SOURCE TEXT>
::::::::::
You can’t drive far paying $0.44 a gallon for gasoline
The BBC describes gasoline rationing in Iran and the vibrant reaction to it (”Guns, fireworks, tanks, Ahmadinejad should be killed”), previewed here a month ago:
Windows were smashed and stones thrown at the stations, and there was traffic chaos as motorists queued to buy fuel. Iranians were given only two hours’ notice of the move that limits private drivers to 100 litres of fuel a month. Despite its huge energy reserves, Iran lacks refining capacity and it imports about 40% of its petrol. The country has a large budget deficit largely caused by fuel subsidies and the inflation rate is estimated at 20-30%…
During the night, cars were set alight and petrol stations vandalised while, in the capital, a supermarket and a bank were also attacked. “Guns, fireworks, tanks, Ahmadinejad should be killed,” chanted angry youths, throwing stones at police.The protests are the first large-scale outpouring of anger against the Iranian government since Mr Ahmadinejad took office in 2005.
Iran’s petrol is heavily subsidised, sold at about a fifth of its real cost. The price of 1,000 rials ($0.11) per litre makes Iran one of the cheapest countries in the world for motorists. So far there has been no announcement about whether Iranians can buy more petrol at the real market cost. Licensed taxi drivers will be able to buy 800 litres a month at the subsidised price.
Meanwhile, Thomas Lifson explains that you can’t even get to the Teheran airport to escape this madness:
The Pakyan car, a descendant of Britain’s Hillman Hunter owned by four out of 10 Iranians, uses as much as 16 liters of gasoline per 100 kilometers, about 15 miles per gallon. The 3.3-liter-a-day ration limits the least efficient Pakyans to about 20 kilometers, or 12 miles, a day. That’s not enough to get from central Tehran to the city’s new airport, 35 kilometers to the south…
Finally, Iran is on a path to becoming an importer of oil in the next decade, because of its Communist-like economic policies. However great the incentive for the people to rise up today, the pressure can only intensify over the next decade.
::::::::::
DATA RECORDS>
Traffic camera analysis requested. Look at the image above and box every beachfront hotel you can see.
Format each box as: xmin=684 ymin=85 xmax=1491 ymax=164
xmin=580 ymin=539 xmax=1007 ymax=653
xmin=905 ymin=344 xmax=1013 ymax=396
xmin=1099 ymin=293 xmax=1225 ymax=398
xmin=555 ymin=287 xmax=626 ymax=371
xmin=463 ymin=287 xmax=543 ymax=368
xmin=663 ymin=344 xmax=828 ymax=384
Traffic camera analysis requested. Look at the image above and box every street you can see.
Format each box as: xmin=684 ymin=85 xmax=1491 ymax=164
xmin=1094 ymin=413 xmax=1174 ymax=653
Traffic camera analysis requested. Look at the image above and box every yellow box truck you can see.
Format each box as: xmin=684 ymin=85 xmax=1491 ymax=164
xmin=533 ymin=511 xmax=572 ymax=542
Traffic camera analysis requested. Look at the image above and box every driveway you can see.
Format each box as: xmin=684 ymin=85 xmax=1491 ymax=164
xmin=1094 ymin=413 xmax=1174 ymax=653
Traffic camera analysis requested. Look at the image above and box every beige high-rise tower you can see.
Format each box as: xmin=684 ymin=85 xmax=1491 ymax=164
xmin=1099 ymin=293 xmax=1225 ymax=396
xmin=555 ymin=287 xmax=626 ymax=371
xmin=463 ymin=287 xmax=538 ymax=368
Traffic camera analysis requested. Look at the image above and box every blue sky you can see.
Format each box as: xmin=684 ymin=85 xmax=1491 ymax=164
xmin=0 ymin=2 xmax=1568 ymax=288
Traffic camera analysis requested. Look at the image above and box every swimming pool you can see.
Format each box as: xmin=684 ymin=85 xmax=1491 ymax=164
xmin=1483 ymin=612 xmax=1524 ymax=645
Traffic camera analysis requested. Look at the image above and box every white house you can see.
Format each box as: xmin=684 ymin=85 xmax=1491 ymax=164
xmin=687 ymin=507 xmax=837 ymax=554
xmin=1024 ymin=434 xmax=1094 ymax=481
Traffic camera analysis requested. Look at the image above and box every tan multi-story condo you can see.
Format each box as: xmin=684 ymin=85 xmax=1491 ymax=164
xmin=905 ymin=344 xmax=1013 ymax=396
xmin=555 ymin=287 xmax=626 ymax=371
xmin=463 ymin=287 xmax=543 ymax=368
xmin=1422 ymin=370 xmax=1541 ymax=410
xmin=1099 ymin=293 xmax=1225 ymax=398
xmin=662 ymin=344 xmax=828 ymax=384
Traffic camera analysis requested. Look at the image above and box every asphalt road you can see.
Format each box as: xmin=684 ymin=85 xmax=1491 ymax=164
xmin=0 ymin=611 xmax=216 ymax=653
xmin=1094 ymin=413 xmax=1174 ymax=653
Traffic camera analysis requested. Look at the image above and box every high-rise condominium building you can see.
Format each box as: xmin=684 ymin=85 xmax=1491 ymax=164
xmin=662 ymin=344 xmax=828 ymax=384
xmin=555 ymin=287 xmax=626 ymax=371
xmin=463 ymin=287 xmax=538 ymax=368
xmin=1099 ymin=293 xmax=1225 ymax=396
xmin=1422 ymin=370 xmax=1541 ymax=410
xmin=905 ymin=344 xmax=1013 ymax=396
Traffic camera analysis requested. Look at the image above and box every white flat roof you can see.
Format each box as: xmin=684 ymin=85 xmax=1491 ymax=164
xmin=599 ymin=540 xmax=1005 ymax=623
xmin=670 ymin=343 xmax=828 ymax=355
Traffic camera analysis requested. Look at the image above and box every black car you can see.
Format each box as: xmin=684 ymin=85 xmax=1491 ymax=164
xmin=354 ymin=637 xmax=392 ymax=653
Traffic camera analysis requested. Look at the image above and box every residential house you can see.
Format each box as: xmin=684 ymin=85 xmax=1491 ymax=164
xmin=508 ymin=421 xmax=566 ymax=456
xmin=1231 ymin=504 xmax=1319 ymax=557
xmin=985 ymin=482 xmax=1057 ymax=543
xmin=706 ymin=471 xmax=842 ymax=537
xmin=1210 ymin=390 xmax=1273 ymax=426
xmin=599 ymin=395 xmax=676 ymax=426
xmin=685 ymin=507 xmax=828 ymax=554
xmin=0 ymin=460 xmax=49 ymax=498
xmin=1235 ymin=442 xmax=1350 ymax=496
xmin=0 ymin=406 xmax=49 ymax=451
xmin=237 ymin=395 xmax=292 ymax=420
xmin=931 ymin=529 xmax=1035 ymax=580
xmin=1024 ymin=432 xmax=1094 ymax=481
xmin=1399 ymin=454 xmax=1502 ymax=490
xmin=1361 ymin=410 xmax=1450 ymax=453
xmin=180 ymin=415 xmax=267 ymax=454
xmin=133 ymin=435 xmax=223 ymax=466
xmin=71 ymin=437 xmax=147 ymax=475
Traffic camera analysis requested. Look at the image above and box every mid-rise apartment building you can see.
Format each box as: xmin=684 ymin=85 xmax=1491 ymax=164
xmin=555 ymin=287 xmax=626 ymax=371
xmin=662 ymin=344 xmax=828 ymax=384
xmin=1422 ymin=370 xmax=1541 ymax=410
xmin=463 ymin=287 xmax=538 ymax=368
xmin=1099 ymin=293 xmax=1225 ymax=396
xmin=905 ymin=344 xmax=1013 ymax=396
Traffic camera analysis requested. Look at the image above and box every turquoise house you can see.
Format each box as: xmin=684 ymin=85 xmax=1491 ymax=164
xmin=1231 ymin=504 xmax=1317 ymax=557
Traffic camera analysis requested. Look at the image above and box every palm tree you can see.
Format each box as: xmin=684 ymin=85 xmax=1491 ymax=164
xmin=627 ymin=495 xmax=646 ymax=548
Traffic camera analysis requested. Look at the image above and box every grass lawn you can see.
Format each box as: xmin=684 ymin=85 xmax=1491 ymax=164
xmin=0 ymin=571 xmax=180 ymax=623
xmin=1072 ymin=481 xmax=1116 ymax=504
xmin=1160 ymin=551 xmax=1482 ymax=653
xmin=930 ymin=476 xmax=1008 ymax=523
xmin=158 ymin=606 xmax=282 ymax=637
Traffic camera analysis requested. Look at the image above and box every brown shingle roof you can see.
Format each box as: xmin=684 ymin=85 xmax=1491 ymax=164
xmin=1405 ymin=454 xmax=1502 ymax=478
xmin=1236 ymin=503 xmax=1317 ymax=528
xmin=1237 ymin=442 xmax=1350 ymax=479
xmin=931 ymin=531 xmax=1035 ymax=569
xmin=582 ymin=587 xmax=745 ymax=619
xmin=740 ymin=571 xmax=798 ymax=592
::::::::::
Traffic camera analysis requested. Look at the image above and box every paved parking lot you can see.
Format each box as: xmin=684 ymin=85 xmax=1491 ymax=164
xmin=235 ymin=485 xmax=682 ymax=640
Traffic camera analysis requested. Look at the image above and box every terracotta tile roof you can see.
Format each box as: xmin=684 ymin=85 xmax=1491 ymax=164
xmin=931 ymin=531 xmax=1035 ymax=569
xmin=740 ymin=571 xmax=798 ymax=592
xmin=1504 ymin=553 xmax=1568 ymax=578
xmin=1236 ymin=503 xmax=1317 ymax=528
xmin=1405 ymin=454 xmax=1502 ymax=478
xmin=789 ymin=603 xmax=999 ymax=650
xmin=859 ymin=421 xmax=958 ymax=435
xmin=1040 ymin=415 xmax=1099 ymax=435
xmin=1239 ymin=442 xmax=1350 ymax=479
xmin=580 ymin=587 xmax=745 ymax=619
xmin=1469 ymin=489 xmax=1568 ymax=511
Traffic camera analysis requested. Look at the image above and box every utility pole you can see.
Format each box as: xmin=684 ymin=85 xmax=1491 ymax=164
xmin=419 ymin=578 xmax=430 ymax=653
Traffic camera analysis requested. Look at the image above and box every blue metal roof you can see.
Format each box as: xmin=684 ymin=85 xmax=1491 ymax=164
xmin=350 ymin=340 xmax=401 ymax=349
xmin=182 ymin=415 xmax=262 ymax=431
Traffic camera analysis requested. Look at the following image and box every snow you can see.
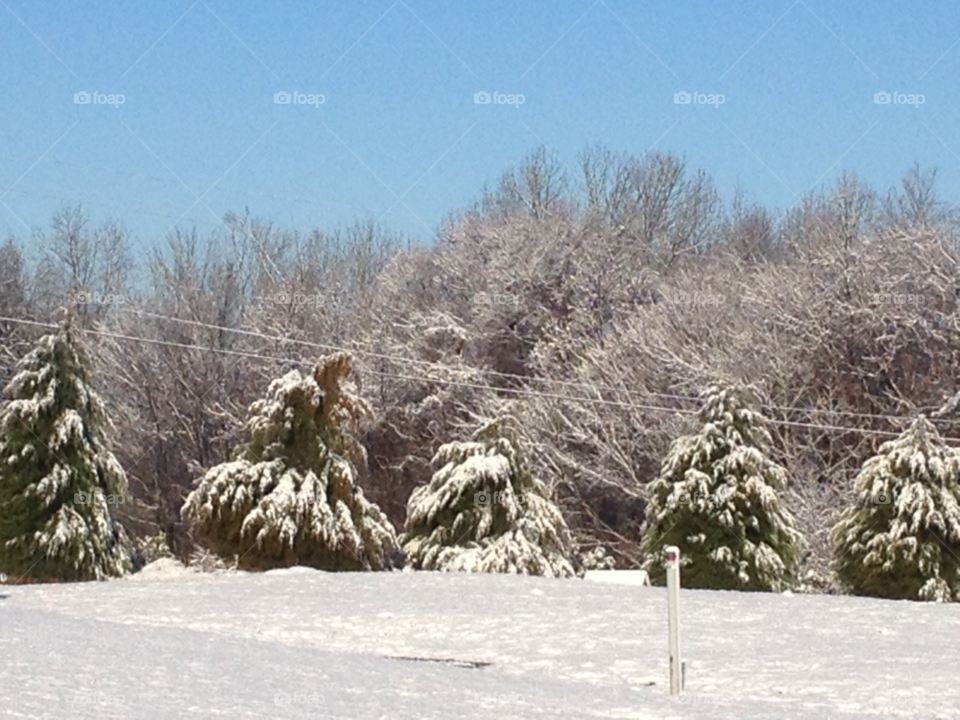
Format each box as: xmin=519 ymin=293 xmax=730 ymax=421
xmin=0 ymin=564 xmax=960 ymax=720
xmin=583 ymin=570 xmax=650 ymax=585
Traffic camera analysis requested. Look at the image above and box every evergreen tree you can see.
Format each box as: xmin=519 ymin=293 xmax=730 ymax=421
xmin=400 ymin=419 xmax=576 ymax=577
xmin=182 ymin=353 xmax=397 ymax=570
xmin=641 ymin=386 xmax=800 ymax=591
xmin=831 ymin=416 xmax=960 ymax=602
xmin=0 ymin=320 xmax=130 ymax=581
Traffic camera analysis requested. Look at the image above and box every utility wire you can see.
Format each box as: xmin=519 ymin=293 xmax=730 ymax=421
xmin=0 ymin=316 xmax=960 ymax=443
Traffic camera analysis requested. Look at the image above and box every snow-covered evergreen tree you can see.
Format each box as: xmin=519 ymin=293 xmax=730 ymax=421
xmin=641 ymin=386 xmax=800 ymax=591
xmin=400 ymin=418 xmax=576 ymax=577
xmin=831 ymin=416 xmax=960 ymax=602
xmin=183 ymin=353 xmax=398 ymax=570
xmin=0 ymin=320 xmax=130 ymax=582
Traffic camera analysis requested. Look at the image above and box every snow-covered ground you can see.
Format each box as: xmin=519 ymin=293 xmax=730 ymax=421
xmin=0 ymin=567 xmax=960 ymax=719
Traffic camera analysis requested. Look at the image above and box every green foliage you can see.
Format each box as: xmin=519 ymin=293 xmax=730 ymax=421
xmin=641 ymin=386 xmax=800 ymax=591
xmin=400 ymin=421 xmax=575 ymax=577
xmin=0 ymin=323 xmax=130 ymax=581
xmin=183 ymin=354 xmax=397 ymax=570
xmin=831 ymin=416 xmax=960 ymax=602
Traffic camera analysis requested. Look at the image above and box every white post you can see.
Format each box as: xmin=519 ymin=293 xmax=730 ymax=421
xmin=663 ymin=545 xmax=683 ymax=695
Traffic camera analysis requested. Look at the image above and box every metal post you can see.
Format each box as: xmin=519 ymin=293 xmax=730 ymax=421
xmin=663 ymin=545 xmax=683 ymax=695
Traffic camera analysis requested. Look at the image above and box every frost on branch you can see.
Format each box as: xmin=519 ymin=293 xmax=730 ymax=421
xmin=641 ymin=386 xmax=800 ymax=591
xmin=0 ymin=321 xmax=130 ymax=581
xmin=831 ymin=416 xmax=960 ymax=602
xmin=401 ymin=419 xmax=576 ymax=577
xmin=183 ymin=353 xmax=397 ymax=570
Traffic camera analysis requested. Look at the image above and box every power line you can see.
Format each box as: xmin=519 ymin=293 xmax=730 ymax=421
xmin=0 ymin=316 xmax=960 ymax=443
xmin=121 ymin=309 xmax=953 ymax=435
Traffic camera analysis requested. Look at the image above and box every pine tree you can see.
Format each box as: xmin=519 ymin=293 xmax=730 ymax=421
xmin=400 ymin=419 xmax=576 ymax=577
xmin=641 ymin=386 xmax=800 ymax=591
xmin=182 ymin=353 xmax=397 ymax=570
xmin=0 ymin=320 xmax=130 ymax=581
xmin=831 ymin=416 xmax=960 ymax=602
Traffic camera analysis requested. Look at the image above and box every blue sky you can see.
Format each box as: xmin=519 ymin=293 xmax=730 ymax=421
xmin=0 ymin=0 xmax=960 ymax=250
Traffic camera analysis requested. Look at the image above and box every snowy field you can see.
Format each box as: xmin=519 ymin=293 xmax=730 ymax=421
::::::::::
PROBLEM 1> Using the text on Iran's gas rationing, mark each statement yes or no and quote the words that decide it: (a) Iran imports about 40% of its petrol. (b) Licensed taxi drivers may buy 800 liters a month at the subsidized price. (c) Iranians were told about the rationing a week ahead.
PROBLEM 2> According to the text on Iran's gas rationing, why can't a driver of one of the least efficient Pakyans reach Tehran's new airport on one day's ration? Answer in one to three sentences.
PROBLEM 3> Pick up the text on Iran's gas rationing after its final sentence and keep writing.
The data has nothing to do with any of this.

TASK ANSWER 1>
(a) Yes: "it imports about 40% of its petrol"
(b) Yes: "Licensed taxi drivers will be able to buy 800 litres a month at the subsidised price"
(c) No: "Iranians were given only two hours’ notice of the move"

TASK ANSWER 2> The Pakyan uses as much as 16 liters of gasoline per 100 kilometers, so the 3.3-liter daily ration takes the least efficient ones only about 20 kilometers a day. The new airport is 35 kilometers south of central Tehran, which is farther than that.

TASK ANSWER 3>
It is nothing short of bizarre to watch the colossal economic stupidity and self-imposed poverty and strife of post-revolution Iran, given, for example, the success of modern China during the same period. It’s the same story in Gaza and the West Bank compared to Israel, or the Koreas, etc. Yet somehow the utter needlessness of these economic hardships never seem to be reported by the MSM as a direct consequence of the systems these poor people live under.

June 28th, 2007 at 12:49 pm
Its certainly true that the dead stream media doesn’t make any connection between the poverty and hardship experienced by most in the Middle East is directly related to the economic idiocy of their governments. But then look at the economic idiocy being espoused by Democrats today. They want to nationalize medicine, apply price controls to gasoline, and tax everything that moves. All guaranteed to hurt America.